DIRECTIONS FOR THIS TASK: Down to the final line, print the records again exactly.

───── RECORDS SHOWN ─────

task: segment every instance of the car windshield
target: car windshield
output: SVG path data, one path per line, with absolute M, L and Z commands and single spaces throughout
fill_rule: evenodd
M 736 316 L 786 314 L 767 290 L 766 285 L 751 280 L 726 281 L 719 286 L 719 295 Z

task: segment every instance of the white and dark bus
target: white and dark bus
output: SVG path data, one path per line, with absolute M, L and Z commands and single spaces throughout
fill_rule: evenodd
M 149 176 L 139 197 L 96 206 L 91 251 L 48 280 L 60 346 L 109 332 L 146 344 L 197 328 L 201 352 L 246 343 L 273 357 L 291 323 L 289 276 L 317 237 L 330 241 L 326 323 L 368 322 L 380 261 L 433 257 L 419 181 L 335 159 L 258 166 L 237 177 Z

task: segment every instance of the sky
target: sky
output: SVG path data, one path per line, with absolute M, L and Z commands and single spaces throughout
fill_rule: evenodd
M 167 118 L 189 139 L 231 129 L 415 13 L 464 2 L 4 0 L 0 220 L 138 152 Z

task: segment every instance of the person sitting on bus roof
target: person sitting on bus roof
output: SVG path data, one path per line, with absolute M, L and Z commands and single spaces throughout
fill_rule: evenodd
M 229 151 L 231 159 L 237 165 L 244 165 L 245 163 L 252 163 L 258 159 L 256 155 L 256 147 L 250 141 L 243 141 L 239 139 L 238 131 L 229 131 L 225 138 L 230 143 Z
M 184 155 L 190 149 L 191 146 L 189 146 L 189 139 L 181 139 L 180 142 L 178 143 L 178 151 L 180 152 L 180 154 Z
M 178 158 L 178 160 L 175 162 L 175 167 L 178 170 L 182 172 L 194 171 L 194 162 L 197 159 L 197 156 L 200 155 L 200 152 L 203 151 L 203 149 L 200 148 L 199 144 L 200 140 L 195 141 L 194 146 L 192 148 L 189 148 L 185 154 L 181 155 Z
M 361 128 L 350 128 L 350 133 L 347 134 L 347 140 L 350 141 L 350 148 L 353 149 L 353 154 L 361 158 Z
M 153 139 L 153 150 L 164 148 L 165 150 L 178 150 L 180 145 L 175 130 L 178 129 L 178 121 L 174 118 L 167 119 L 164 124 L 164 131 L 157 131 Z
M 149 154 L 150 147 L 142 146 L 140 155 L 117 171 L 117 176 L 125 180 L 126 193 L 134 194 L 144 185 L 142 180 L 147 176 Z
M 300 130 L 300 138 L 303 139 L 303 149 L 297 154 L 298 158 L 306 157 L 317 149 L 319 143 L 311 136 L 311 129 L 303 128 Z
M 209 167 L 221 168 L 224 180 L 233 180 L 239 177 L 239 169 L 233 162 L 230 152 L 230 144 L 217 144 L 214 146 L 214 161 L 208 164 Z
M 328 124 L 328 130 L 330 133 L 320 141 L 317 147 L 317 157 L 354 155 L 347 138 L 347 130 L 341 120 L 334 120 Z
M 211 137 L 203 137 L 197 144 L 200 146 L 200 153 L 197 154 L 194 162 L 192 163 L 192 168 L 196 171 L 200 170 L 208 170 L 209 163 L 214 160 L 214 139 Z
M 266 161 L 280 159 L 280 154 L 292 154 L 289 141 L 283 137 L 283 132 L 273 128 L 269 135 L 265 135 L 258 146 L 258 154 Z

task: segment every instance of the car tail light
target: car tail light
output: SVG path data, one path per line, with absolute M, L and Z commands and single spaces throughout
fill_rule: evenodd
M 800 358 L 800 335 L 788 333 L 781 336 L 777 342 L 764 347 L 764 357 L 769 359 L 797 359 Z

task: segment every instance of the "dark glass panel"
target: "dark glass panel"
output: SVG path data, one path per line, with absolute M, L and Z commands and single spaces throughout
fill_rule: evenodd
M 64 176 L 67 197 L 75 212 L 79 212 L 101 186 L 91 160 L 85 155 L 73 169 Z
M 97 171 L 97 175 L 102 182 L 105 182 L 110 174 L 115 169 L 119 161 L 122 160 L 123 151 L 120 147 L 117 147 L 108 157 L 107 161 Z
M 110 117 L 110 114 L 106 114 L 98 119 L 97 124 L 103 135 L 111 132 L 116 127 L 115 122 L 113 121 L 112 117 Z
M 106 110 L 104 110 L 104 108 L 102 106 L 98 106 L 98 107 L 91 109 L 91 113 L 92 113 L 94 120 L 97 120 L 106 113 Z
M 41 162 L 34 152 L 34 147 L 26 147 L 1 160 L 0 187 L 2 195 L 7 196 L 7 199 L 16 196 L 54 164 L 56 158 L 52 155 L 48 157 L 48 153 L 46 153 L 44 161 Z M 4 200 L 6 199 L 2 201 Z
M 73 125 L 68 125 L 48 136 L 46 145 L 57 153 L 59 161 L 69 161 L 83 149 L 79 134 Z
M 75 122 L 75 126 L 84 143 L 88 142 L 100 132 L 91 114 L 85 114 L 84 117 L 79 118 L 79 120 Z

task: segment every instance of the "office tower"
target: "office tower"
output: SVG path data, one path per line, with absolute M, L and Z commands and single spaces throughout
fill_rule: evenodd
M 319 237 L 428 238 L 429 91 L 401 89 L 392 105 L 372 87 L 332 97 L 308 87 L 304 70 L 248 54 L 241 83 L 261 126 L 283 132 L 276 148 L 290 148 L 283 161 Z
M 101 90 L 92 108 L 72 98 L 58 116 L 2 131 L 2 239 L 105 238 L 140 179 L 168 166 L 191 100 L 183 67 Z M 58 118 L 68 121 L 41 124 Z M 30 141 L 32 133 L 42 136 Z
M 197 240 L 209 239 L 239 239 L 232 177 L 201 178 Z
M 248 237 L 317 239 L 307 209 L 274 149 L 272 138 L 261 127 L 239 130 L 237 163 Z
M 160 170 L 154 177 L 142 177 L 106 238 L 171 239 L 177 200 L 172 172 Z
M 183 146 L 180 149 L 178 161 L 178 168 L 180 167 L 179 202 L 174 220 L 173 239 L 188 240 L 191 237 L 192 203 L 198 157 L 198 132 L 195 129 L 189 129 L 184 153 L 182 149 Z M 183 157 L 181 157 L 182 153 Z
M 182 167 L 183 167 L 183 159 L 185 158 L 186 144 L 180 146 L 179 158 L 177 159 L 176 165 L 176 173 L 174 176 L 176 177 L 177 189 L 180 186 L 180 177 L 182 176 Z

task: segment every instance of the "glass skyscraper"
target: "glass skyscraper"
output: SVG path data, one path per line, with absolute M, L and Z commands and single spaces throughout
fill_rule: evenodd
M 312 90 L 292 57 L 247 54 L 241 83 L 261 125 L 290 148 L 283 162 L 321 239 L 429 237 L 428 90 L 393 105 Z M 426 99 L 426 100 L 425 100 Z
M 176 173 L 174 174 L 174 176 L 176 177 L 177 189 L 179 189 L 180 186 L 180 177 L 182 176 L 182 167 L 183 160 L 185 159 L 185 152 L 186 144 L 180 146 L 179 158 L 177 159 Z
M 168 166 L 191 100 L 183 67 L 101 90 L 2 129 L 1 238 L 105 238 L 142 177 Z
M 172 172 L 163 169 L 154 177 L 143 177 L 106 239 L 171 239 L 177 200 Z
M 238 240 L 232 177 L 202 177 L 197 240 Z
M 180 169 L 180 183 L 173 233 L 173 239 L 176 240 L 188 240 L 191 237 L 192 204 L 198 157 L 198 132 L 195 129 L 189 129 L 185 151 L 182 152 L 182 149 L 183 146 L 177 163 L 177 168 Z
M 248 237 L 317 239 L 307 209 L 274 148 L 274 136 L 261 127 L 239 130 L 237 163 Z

─────

OUTPUT FOR THIS TASK:
task: segment every instance of the car windshield
target: car windshield
output: SVG path data, one path per line, with absolute M, L and Z commands and single spaces throughout
fill_rule: evenodd
M 736 316 L 786 314 L 767 290 L 766 285 L 751 280 L 726 281 L 719 286 L 719 295 Z

task: segment every instance of the white and dark bus
target: white and dark bus
output: SVG path data, one path per line, with absolute M, L and Z commands and single spaces throughout
fill_rule: evenodd
M 149 176 L 139 197 L 96 206 L 91 251 L 48 280 L 60 346 L 109 332 L 146 344 L 197 328 L 201 352 L 246 343 L 273 357 L 291 323 L 289 276 L 317 237 L 330 241 L 326 323 L 368 322 L 380 261 L 433 257 L 419 181 L 335 159 L 258 166 L 237 177 Z

task: segment every instance of the sky
target: sky
output: SVG path data, one path per line, with absolute M, L and Z commands and single spaces throughout
fill_rule: evenodd
M 167 118 L 189 139 L 231 129 L 415 13 L 464 2 L 4 0 L 0 220 L 138 152 Z

task: segment every instance of the person sitting on bus roof
target: person sitting on bus roof
output: SVG path data, one path per line, with absolute M, L and Z commands and single spaces throughout
fill_rule: evenodd
M 229 151 L 231 159 L 237 165 L 244 165 L 245 163 L 252 163 L 258 159 L 256 155 L 256 147 L 250 141 L 243 141 L 239 139 L 238 131 L 229 131 L 225 138 L 230 143 Z
M 184 155 L 190 149 L 191 146 L 189 146 L 189 139 L 181 139 L 180 142 L 178 143 L 178 151 L 180 152 L 180 154 Z
M 178 158 L 178 160 L 175 162 L 175 167 L 178 170 L 182 172 L 194 171 L 194 162 L 197 159 L 197 156 L 200 155 L 200 152 L 203 151 L 203 149 L 200 148 L 199 144 L 200 140 L 195 141 L 194 146 L 192 148 L 189 148 L 185 154 L 181 155 Z
M 361 128 L 350 128 L 350 133 L 347 134 L 347 140 L 350 141 L 350 148 L 353 149 L 353 154 L 361 158 Z
M 153 139 L 153 150 L 164 148 L 165 150 L 178 150 L 180 145 L 175 130 L 178 129 L 178 121 L 174 118 L 167 119 L 164 124 L 164 131 L 157 131 Z
M 149 154 L 150 147 L 142 146 L 140 155 L 117 171 L 117 176 L 125 180 L 126 193 L 134 194 L 144 185 L 142 180 L 147 176 Z
M 300 130 L 300 138 L 303 139 L 303 149 L 297 154 L 298 158 L 306 157 L 317 149 L 319 143 L 311 136 L 311 129 L 303 128 Z
M 209 167 L 221 168 L 224 180 L 233 180 L 239 177 L 239 169 L 233 162 L 230 152 L 230 144 L 217 144 L 214 146 L 214 161 L 208 164 Z
M 328 124 L 328 130 L 330 133 L 320 141 L 317 147 L 317 157 L 354 155 L 347 138 L 347 130 L 341 120 L 334 120 Z
M 211 137 L 203 137 L 197 144 L 200 146 L 200 153 L 197 154 L 194 162 L 192 163 L 192 168 L 196 171 L 200 170 L 208 170 L 209 163 L 214 160 L 214 139 Z
M 266 161 L 280 159 L 280 154 L 292 154 L 289 141 L 283 137 L 283 132 L 273 128 L 269 135 L 265 135 L 258 146 L 258 154 Z

task: segment every instance of the car tail light
target: car tail light
output: SVG path data, one path per line, with absolute M, L and Z commands and single spaces throughout
fill_rule: evenodd
M 800 358 L 800 335 L 788 333 L 781 336 L 777 342 L 764 347 L 764 357 L 769 359 L 797 359 Z

task: segment every instance of the "dark glass panel"
target: "dark glass panel"
output: SVG path data, one path per line, with absolute M, L and Z commands and single spaces throughout
fill_rule: evenodd
M 64 176 L 67 197 L 75 212 L 79 212 L 101 186 L 91 160 L 85 155 L 73 169 Z
M 97 171 L 97 175 L 102 182 L 105 182 L 110 174 L 115 169 L 119 161 L 122 160 L 123 151 L 120 147 L 117 147 L 108 157 L 107 161 Z
M 110 117 L 110 114 L 106 114 L 98 119 L 97 124 L 103 135 L 111 132 L 116 127 L 115 122 L 113 121 L 112 117 Z
M 106 110 L 104 110 L 104 108 L 102 106 L 98 106 L 98 107 L 91 109 L 91 113 L 92 113 L 94 120 L 97 120 L 106 113 Z
M 41 162 L 34 152 L 34 147 L 26 147 L 1 160 L 0 187 L 2 195 L 7 196 L 7 199 L 16 196 L 54 164 L 56 158 L 52 155 L 48 157 L 48 153 L 46 153 L 44 161 Z M 4 200 L 6 199 L 2 201 Z
M 73 125 L 68 125 L 48 136 L 46 145 L 57 153 L 59 161 L 69 161 L 83 149 L 79 134 Z
M 75 122 L 75 126 L 84 143 L 88 142 L 100 132 L 91 114 L 85 114 L 84 117 L 79 118 L 79 120 Z

task: segment every instance of the "office tower"
target: "office tower"
output: SVG path data, one path per line, with absolute M, L and Z commands and single spaces throughout
fill_rule: evenodd
M 319 237 L 428 238 L 429 91 L 401 89 L 392 105 L 372 87 L 332 97 L 308 87 L 304 70 L 248 54 L 241 83 L 261 126 L 283 132 L 276 148 L 290 148 L 283 161 Z
M 101 90 L 92 108 L 72 98 L 58 116 L 2 131 L 2 239 L 105 238 L 140 179 L 168 166 L 191 100 L 183 67 Z M 58 118 L 68 121 L 41 124 Z M 30 141 L 32 133 L 42 136 Z
M 197 240 L 209 239 L 239 239 L 232 177 L 201 178 Z
M 248 237 L 317 239 L 307 209 L 274 149 L 272 138 L 261 127 L 239 130 L 237 163 Z
M 160 170 L 154 177 L 142 177 L 106 238 L 171 239 L 177 200 L 172 172 Z
M 183 146 L 180 149 L 178 161 L 178 168 L 180 167 L 179 202 L 174 220 L 173 239 L 188 240 L 191 237 L 192 203 L 198 157 L 198 132 L 195 129 L 189 129 L 184 153 L 182 149 Z M 183 157 L 181 157 L 182 153 Z
M 182 167 L 183 167 L 183 159 L 185 158 L 186 144 L 180 146 L 179 158 L 177 159 L 176 165 L 176 173 L 174 176 L 176 177 L 177 189 L 180 186 L 180 177 L 182 176 Z

task: segment every instance of the "glass skyscraper"
target: "glass skyscraper"
output: SVG path data, one path per line, with absolute M, L and Z commands and single spaces throughout
fill_rule: evenodd
M 312 90 L 292 57 L 247 54 L 241 83 L 261 125 L 290 148 L 283 162 L 321 239 L 429 237 L 428 90 L 393 105 Z M 426 99 L 426 100 L 425 100 Z
M 176 173 L 174 174 L 174 176 L 176 177 L 177 189 L 179 189 L 180 186 L 180 177 L 182 176 L 182 167 L 183 160 L 185 159 L 185 152 L 186 144 L 180 146 L 179 158 L 177 159 Z
M 168 166 L 191 100 L 183 67 L 101 90 L 2 129 L 1 238 L 105 238 L 142 177 Z
M 172 172 L 163 169 L 154 177 L 143 177 L 106 239 L 171 239 L 177 200 Z
M 238 240 L 232 177 L 202 177 L 197 240 Z
M 180 169 L 180 183 L 173 233 L 173 239 L 176 240 L 188 240 L 191 237 L 192 204 L 198 157 L 198 132 L 195 129 L 189 129 L 185 151 L 182 152 L 182 149 L 183 146 L 177 163 L 177 168 Z
M 248 237 L 317 239 L 307 209 L 274 148 L 274 136 L 261 127 L 239 130 L 237 163 Z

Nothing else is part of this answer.